══ Exercise material

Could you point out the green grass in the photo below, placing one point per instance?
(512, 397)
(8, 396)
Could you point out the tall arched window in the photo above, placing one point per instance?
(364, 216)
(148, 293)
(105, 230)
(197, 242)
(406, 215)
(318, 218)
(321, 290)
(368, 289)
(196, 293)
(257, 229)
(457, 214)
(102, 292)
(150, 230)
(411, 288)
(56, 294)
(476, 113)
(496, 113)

════

What is asked » Rewrite the records above, changing every "point out" to "mark" and leaving everything else unchanged.

Expected output »
Could you mark the green grass in the photo below, placing one point per instance?
(512, 397)
(8, 396)
Could you mark the tall arched window in the photo above, placing one point per instance?
(364, 216)
(148, 293)
(105, 230)
(197, 242)
(406, 215)
(318, 218)
(321, 290)
(368, 289)
(196, 293)
(257, 229)
(457, 214)
(102, 292)
(150, 230)
(411, 288)
(56, 294)
(476, 113)
(496, 113)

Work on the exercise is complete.